§ What you are asked to do
Output the material below in its entirety, exactly as given.

— BEGIN Input rows —

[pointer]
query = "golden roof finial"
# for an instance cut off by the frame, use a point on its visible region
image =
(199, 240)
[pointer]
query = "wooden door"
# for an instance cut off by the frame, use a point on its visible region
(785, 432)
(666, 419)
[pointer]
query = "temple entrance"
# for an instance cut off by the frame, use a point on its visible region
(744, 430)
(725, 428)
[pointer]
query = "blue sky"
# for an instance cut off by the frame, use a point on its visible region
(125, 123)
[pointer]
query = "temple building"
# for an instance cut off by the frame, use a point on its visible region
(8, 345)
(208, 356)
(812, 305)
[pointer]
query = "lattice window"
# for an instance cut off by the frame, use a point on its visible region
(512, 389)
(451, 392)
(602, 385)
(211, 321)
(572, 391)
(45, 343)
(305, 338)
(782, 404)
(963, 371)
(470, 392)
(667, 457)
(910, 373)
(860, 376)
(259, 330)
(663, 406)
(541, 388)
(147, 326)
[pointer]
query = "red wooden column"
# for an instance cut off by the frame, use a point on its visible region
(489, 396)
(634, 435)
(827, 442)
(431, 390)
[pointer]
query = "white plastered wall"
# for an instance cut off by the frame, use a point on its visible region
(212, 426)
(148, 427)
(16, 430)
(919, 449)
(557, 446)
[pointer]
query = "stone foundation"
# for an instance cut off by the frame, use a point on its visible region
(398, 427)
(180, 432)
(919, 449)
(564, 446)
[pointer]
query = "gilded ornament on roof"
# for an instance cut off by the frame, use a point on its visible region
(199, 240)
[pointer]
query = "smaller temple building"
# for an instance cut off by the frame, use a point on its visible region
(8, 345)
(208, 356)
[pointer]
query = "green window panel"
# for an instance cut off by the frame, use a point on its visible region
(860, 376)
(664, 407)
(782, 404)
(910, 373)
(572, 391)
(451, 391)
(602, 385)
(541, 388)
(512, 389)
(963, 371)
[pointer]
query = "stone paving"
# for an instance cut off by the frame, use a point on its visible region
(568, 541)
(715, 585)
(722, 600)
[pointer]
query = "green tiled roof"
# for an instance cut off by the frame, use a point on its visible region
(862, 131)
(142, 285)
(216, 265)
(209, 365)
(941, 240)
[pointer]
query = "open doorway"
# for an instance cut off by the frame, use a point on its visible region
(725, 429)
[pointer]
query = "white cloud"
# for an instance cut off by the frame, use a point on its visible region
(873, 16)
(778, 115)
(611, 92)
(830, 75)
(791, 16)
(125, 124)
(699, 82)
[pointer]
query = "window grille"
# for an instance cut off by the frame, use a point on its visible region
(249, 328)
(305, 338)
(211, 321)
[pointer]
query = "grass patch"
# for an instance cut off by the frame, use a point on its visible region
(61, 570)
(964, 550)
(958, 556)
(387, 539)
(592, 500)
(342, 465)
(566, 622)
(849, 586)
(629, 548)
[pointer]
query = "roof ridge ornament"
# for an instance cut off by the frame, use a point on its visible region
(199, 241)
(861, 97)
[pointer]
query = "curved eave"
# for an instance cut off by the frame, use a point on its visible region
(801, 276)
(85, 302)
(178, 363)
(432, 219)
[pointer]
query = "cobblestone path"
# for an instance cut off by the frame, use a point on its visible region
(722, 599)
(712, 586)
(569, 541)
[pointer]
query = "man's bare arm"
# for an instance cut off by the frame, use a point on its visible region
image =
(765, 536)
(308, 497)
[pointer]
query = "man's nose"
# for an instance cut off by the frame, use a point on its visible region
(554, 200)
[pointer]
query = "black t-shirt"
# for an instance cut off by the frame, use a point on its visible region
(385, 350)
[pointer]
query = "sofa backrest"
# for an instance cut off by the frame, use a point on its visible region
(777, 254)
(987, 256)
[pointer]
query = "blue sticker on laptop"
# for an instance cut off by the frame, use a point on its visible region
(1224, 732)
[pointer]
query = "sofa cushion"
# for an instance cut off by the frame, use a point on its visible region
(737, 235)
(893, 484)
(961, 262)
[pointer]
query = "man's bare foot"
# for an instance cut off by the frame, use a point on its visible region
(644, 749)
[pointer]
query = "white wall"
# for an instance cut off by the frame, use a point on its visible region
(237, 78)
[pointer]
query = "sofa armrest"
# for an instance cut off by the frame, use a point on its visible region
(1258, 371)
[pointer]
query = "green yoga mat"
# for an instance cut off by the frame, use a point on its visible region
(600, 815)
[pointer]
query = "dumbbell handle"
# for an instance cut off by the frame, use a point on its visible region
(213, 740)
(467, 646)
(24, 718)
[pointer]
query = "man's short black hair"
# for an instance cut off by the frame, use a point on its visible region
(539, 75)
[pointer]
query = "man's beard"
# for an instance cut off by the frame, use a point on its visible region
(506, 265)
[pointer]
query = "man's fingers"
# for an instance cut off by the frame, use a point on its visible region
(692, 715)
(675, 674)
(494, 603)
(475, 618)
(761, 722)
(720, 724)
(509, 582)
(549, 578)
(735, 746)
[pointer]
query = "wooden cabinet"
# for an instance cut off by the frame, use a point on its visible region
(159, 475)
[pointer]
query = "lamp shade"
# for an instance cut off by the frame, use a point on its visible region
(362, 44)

— END Input rows —

§ Result
[pointer]
query = "golden roof finial"
# for an instance cut off by the frame, use a point on its visible region
image =
(199, 240)
[pointer]
query = "wooden door"
# for an instance cut off by the frame, use a point on its visible region
(785, 432)
(666, 419)
[pointer]
query = "temple entrance"
# for an instance cut off by the frame, use a point on its visible region
(744, 430)
(725, 428)
[pointer]
query = "blue sky"
# for an instance cut off by the frame, use a point on its visible region
(125, 123)
[pointer]
query = "temple building"
# for an instance cut off by the frame, use a point on its visible region
(8, 345)
(208, 356)
(812, 305)
[pointer]
query = "lattice window"
# for an instance cut off by the frame, use a point on its visible region
(512, 389)
(451, 392)
(602, 385)
(211, 321)
(572, 391)
(45, 343)
(305, 338)
(782, 404)
(963, 371)
(470, 392)
(667, 457)
(910, 373)
(860, 376)
(259, 330)
(663, 406)
(541, 388)
(147, 326)
[pointer]
query = "red wooden column"
# for an instance cut off by the frame, use a point on its visible region
(489, 396)
(634, 435)
(827, 442)
(431, 390)
[pointer]
query = "white plastered wall"
# for an instance cut off by the frame, use a point on its visible region
(212, 426)
(148, 427)
(16, 430)
(919, 449)
(557, 446)
[pointer]
query = "stone foundation"
# for an instance cut off by the frame, use a point on its visible region
(398, 427)
(180, 432)
(919, 449)
(564, 446)
[pointer]
query = "gilded ornament on roof"
# for an instance cut off by the frame, use a point on its visible region
(199, 240)
[pointer]
query = "smaller temple building"
# for an instance cut off by the frame, use a point on its visible region
(8, 345)
(208, 356)
[pointer]
query = "green window panel"
# for an instance cut off by the frame, use a point on its visible region
(860, 376)
(664, 407)
(782, 404)
(910, 373)
(572, 391)
(451, 391)
(602, 385)
(541, 388)
(512, 389)
(963, 371)
[pointer]
query = "stone paving"
# for an instance cut off by the frame, use a point on its visible region
(568, 541)
(715, 585)
(722, 600)
[pointer]
query = "green tiled roof"
# for an instance cut off by the frame, use a point on its visible region
(862, 131)
(142, 285)
(216, 265)
(209, 365)
(941, 240)
[pointer]
query = "open doorway"
# for an instance cut off by the frame, use a point on its visible region
(725, 429)
[pointer]
query = "white cloud"
# for an instance cut off by the frame, use a point on its visible region
(873, 16)
(778, 115)
(611, 92)
(830, 75)
(791, 16)
(125, 124)
(699, 82)
[pointer]
query = "window grille"
# for an instance cut off by the frame, use a point on its visible region
(249, 328)
(305, 338)
(211, 321)
[pointer]
query = "grass patch"
# for an instance cut off by the frame, use a point on its visible region
(61, 570)
(964, 550)
(958, 556)
(387, 539)
(592, 500)
(342, 465)
(566, 622)
(849, 586)
(629, 548)
[pointer]
query = "roof ridge ornament"
# for an instance cut off by the frame, use a point on its visible region
(199, 241)
(861, 97)
[pointer]
query = "curved eave"
# for an instance cut off by the frame, use a point on its visible region
(801, 276)
(85, 302)
(178, 363)
(432, 219)
[pointer]
query = "cobblestone path"
# for an instance cut off by the frame, use a point on its visible region
(722, 599)
(712, 586)
(569, 541)
[pointer]
query = "man's bare arm"
# for an instance cut off by the frame, use a point on its visible region
image =
(765, 536)
(308, 497)
[pointer]
query = "man's nose"
# for an instance cut off by the frame, use a point on its visible region
(554, 200)
[pointer]
query = "black t-shirt"
# for an instance cut off by the frame, use a point on its visible region
(385, 350)
[pointer]
query = "sofa backrest"
# for an instance cut off by the frame, use a point on its visible region
(777, 254)
(987, 256)
[pointer]
query = "blue sticker on laptop"
# for an instance cut off by the frame, use a point on its visible region
(1224, 732)
[pointer]
query = "sofa cushion"
# for an instance cut off by the frame, use a point on its visible region
(737, 235)
(893, 484)
(961, 262)
[pointer]
query = "man's bare foot"
# for an instance cut off by the frame, use a point on its visible region
(644, 749)
[pointer]
query = "white wall"
# for an instance cut off by the frame, use a point on its visible region
(237, 78)
[pointer]
query = "sofa armrest"
# for an instance cut off by the frame, use a point on its visible region
(1258, 371)
[pointer]
query = "green yoga mat"
# for an instance cut off by the frame, use a point on its visible region
(600, 815)
[pointer]
query = "dumbbell handle"
# for an instance cut off by the frame, use a point on its visible region
(213, 740)
(467, 646)
(24, 718)
[pointer]
query = "man's short black hair"
# for an instance cut off by the frame, use a point on its visible region
(539, 75)
[pointer]
query = "man's beard"
# for an instance cut off by the frame, use a point on its visible region
(506, 265)
[pointer]
query = "man's fingers"
# for an instance cut off by the frame, use a point on its visible region
(692, 715)
(675, 674)
(494, 603)
(475, 618)
(761, 722)
(720, 724)
(509, 582)
(549, 578)
(735, 746)
[pointer]
query = "wooden cabinet"
# for an instance cut off by the frame, use a point on its visible region
(159, 475)
[pointer]
query = "lamp shade"
# for an instance cut off by the frame, use a point on its visible region
(362, 44)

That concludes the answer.